Records supplied:
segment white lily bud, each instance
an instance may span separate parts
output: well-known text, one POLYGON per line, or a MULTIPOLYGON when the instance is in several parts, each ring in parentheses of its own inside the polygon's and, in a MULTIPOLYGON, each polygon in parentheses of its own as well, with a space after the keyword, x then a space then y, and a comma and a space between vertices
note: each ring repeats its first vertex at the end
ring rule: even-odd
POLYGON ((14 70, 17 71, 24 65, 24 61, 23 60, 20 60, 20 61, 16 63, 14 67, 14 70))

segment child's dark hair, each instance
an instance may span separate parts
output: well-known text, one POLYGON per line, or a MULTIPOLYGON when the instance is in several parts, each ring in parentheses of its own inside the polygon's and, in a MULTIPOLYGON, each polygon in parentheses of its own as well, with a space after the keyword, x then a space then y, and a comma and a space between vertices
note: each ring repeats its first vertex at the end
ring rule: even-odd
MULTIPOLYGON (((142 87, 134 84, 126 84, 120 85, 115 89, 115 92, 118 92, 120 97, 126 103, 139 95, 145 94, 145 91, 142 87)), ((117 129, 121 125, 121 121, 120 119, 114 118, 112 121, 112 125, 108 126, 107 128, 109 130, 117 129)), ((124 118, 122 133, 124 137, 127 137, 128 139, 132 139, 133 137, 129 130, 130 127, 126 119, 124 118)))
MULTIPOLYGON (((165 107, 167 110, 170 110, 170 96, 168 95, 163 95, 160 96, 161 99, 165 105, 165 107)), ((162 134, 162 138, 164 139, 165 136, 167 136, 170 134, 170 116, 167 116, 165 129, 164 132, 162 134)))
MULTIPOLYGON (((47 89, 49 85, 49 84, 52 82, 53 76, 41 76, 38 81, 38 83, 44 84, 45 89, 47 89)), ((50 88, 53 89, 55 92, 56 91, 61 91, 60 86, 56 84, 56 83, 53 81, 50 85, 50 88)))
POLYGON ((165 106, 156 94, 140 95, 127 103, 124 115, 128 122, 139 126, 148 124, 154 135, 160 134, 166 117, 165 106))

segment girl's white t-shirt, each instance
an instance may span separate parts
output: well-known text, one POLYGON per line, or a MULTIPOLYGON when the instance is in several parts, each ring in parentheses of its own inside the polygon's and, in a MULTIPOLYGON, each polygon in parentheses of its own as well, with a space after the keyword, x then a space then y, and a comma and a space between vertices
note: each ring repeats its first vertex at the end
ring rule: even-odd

Required work:
Recast the records starting at the line containing "segment child's dark hair, each instance" and ending at the line containing "MULTIPOLYGON (((165 107, 167", both included, as a two-column CSV with the header instruction,wkt and one row per request. Put each request's text and its answer in a single quoted field each, with line breaks replaced by spaces.

Task output:
instruction,wkt
"segment child's dark hair, each instance an instance may span separate parts output: well-known text, one POLYGON per line, or a MULTIPOLYGON when the instance is in several parts, each ring in parentheses of its own inside the polygon's and, in a MULTIPOLYGON, each polygon in parentheses of its own as well, with a space after the keyword, x then a space then y, and a comma and a space between vertices note: each ring repeats its first vertex at the end ring rule: even-odd","MULTIPOLYGON (((142 87, 134 84, 126 84, 120 85, 115 89, 115 92, 118 92, 120 97, 126 103, 139 95, 145 94, 145 91, 142 87)), ((117 129, 121 125, 121 121, 120 119, 114 118, 112 121, 112 125, 108 126, 107 128, 109 130, 117 129)), ((124 118, 122 133, 124 137, 127 137, 128 139, 132 139, 133 137, 129 130, 130 127, 126 119, 124 118))) MULTIPOLYGON (((165 107, 167 110, 170 110, 170 96, 168 95, 163 95, 160 96, 161 99, 165 105, 165 107)), ((162 134, 162 138, 164 139, 165 136, 167 136, 170 134, 170 116, 167 116, 165 129, 164 132, 162 134)))"